Request:
Quote the listing below in full and exactly as written, but omit every picture.

Dataset excerpts:
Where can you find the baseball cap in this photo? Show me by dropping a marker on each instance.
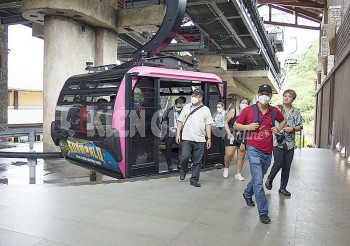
(198, 92)
(265, 87)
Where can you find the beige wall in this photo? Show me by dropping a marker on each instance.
(26, 98)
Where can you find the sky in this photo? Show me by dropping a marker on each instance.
(26, 53)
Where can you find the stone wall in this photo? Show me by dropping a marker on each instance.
(3, 75)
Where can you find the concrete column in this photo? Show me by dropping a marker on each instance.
(68, 45)
(3, 75)
(106, 47)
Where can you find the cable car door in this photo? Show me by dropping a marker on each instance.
(142, 99)
(215, 92)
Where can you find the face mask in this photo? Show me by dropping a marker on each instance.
(263, 99)
(243, 106)
(194, 100)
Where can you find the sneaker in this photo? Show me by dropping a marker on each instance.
(225, 173)
(284, 192)
(219, 166)
(249, 201)
(264, 218)
(239, 177)
(268, 184)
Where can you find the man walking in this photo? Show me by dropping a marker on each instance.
(283, 150)
(195, 122)
(259, 120)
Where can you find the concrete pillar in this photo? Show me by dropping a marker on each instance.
(3, 75)
(68, 45)
(106, 47)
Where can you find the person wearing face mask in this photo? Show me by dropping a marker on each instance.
(169, 127)
(259, 120)
(283, 150)
(194, 132)
(219, 118)
(234, 140)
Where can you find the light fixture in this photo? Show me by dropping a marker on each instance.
(337, 147)
(343, 152)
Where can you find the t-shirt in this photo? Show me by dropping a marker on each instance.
(261, 138)
(194, 129)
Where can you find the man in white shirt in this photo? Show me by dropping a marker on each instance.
(195, 121)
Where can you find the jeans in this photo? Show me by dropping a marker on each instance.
(195, 151)
(259, 163)
(168, 149)
(282, 160)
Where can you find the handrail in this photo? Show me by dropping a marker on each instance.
(30, 155)
(20, 132)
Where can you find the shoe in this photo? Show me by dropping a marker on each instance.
(264, 218)
(284, 192)
(182, 175)
(249, 201)
(195, 184)
(239, 177)
(225, 173)
(268, 184)
(218, 166)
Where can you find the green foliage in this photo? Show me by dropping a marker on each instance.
(302, 79)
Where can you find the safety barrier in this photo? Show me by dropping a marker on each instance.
(32, 156)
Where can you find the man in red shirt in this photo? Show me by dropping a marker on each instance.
(259, 146)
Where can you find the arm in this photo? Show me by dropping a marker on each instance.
(179, 127)
(251, 127)
(281, 120)
(227, 119)
(208, 132)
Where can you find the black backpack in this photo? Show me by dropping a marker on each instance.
(256, 114)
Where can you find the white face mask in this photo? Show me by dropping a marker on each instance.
(194, 100)
(243, 106)
(263, 99)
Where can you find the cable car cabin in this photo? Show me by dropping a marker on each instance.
(110, 121)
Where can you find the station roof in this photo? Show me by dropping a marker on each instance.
(232, 29)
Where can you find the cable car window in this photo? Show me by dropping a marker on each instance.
(86, 107)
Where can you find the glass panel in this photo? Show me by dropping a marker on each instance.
(87, 107)
(143, 107)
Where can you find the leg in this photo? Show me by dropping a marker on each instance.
(278, 155)
(286, 168)
(240, 160)
(229, 154)
(179, 154)
(197, 158)
(168, 149)
(185, 155)
(252, 155)
(258, 167)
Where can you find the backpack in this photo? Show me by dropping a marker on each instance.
(256, 114)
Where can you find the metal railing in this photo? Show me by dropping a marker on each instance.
(32, 156)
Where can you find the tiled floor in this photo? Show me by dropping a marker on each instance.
(168, 211)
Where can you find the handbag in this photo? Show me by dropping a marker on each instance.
(183, 125)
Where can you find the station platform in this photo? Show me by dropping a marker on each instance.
(166, 211)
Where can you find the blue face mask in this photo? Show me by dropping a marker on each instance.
(194, 100)
(263, 99)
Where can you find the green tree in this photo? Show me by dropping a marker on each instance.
(301, 78)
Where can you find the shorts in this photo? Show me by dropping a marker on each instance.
(236, 143)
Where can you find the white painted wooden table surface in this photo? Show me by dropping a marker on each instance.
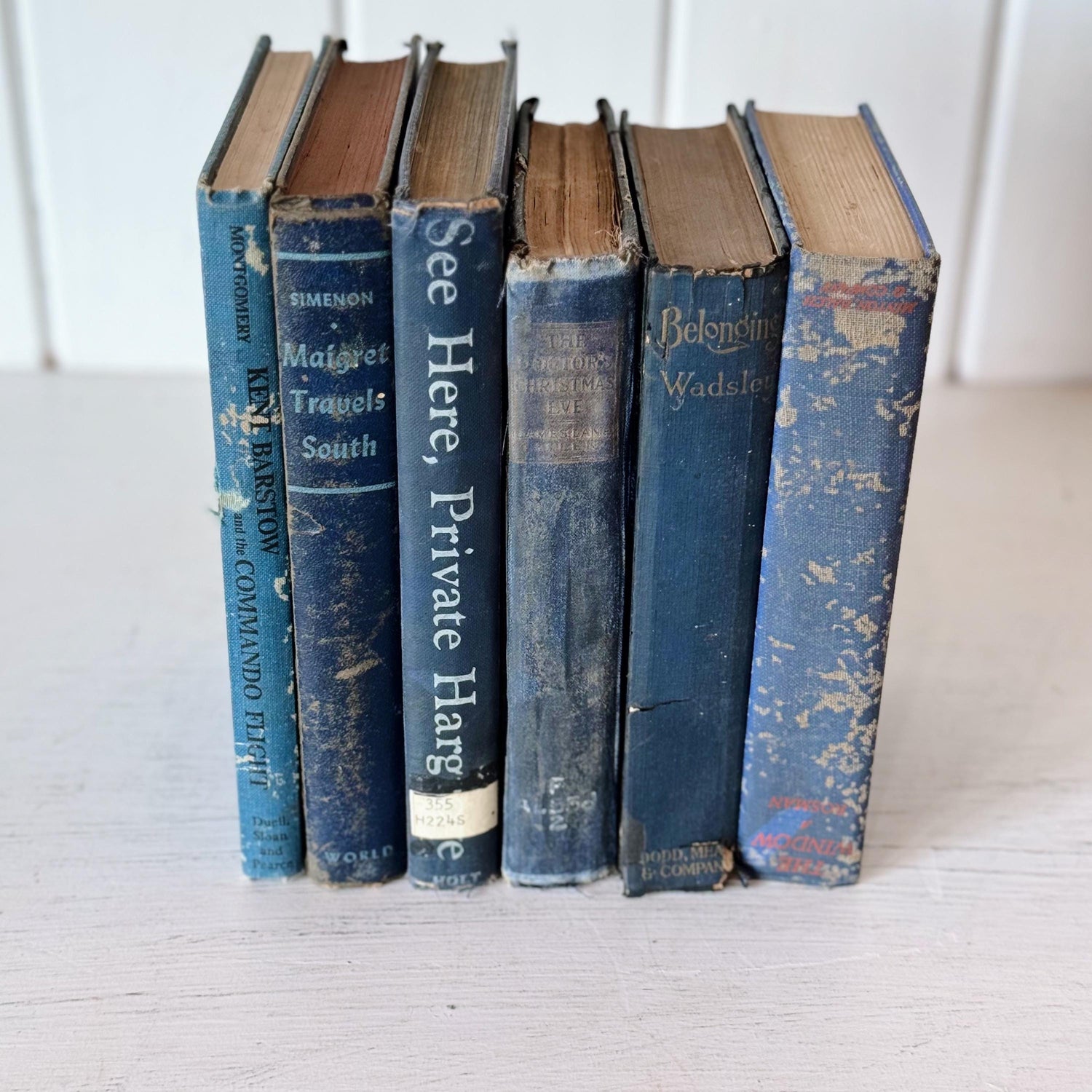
(133, 954)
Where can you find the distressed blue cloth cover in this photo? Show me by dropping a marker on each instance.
(570, 357)
(332, 272)
(449, 340)
(856, 333)
(708, 387)
(242, 371)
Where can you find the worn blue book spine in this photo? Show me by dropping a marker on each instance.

Final result:
Where can you find the baseball cap in this photo? Show me by dropping a marker on each instance.
(198, 92)
(265, 87)
Where can you find the beige wall in this photo? Show me by dropping a marker on each instance.
(26, 98)
Where can you find the sky in this photo? Show me by dropping a marker on each instance.
(26, 53)
Where can you find the stone wall in this photo? Show me by dropping a marker on each instance.
(3, 75)
Where can you find the concrete column in this photo? Show me by dropping a marker on each instance.
(68, 45)
(3, 75)
(106, 47)
Where can you find the cable car door in this photo? Show me by dropping a marker on each instance.
(142, 99)
(215, 92)
Where can you find the face mask in this photo? Show me by dropping a marker on each instance.
(263, 99)
(243, 106)
(194, 100)
Where can you find the sneaker in this photo? Show me by dropping a marker on each instance.
(225, 173)
(284, 192)
(219, 166)
(249, 201)
(264, 218)
(239, 177)
(268, 184)
Where can you find the man walking in this photo? Show me by dropping a marker on each instance.
(283, 150)
(195, 122)
(259, 120)
Where can you find the concrete pillar in this photo? Show me by dropping a marker on each instance.
(3, 75)
(68, 45)
(106, 47)
Where can you find the person wearing face mask in this photo? Show me by dropping a marker on each instance.
(169, 127)
(259, 120)
(283, 150)
(194, 132)
(219, 118)
(234, 140)
Where can you find the light fixture in this photo? Show me by dropping a marker on each instance.
(337, 147)
(343, 152)
Where can you find the t-shirt in this photo? Show me by dropping a marker on each instance.
(261, 138)
(194, 129)
Where can you find the man in white shirt in this photo? Show me by dropping a marker on each instance.
(195, 121)
Where can you find the jeans in this photo? Show me by dropping a marker on each instance.
(195, 151)
(259, 163)
(168, 149)
(282, 160)
Where can you find the handrail in this photo? Show me by dropping a marker on each instance.
(30, 155)
(20, 132)
Where can you find the shoe in this photo? Show me by dropping a marker on each instance.
(264, 218)
(284, 192)
(182, 175)
(249, 201)
(195, 184)
(239, 177)
(225, 173)
(268, 184)
(218, 166)
Where can you find the green foliage in this photo? Show me by dropping a marker on each instance.
(302, 79)
Where can you find the safety barrier in this photo? Show me by dropping a marker on each instance.
(32, 156)
Where can you find the man in red shirt in this photo? Show me by dropping a marker on each instance.
(259, 146)
Where can you find the arm in this photo? Show me by dropping a marker on each instance.
(179, 127)
(251, 127)
(281, 120)
(227, 119)
(208, 132)
Where can you find the black backpack in this photo? Show me by dropping a marker on each instance.
(256, 114)
Where can you find the white face mask in this photo? Show me by dropping a marker on each instance.
(194, 100)
(243, 106)
(263, 99)
Where can you find the cable car cabin in this photo? Show me by dropping a marker on each instance.
(110, 121)
Where can you find the station roof in this photo? Show me by dropping a marker on each instance.
(232, 29)
Where can you find the cable car window in this photo? Show me by dropping a marker on each instance.
(86, 107)
Where can you find the glass panel in this photo? Show me by dropping a marker on each instance.
(87, 107)
(143, 107)
Where can you find the leg in this photo? Show me by dropping a marker on each instance.
(278, 155)
(286, 168)
(240, 160)
(229, 154)
(179, 154)
(197, 158)
(168, 149)
(185, 155)
(252, 155)
(258, 167)
Where can you find the backpack in this photo? Show me by dropping a marker on each instance.
(256, 114)
Where can you find the metal railing in this photo? Show me by dropping a marker on each instance.
(32, 156)
Where can you find the tiled floor in this photo? Show me by dropping a marker on each instance.
(168, 211)
Where can you find the handbag in this photo? Show me by dropping a marker on each instance.
(183, 125)
Where can you find the station platform in this photo? Show me by dropping a marker on each instance.
(166, 211)
Where can you find the blue face mask in this photo? Show me by dropping a marker on each instance.
(194, 100)
(263, 99)
Where can you find the green tree in this photo? Show me by dropping a marker on each instance.
(301, 78)
Where can you find the shorts in this photo? Show me by dropping a marker on each instance.
(236, 143)
Where can you find the white painted wooden table surface in this photo? Show me by dropping a marker on each instance.
(133, 954)
Where can you find the distressed blue cloth cover in this photo? Show me by dropping a marker on each instance.
(570, 357)
(332, 272)
(449, 340)
(856, 333)
(708, 387)
(242, 371)
Where can you find the worn blue book spine in this photo? Show me by dropping a marker on each instance.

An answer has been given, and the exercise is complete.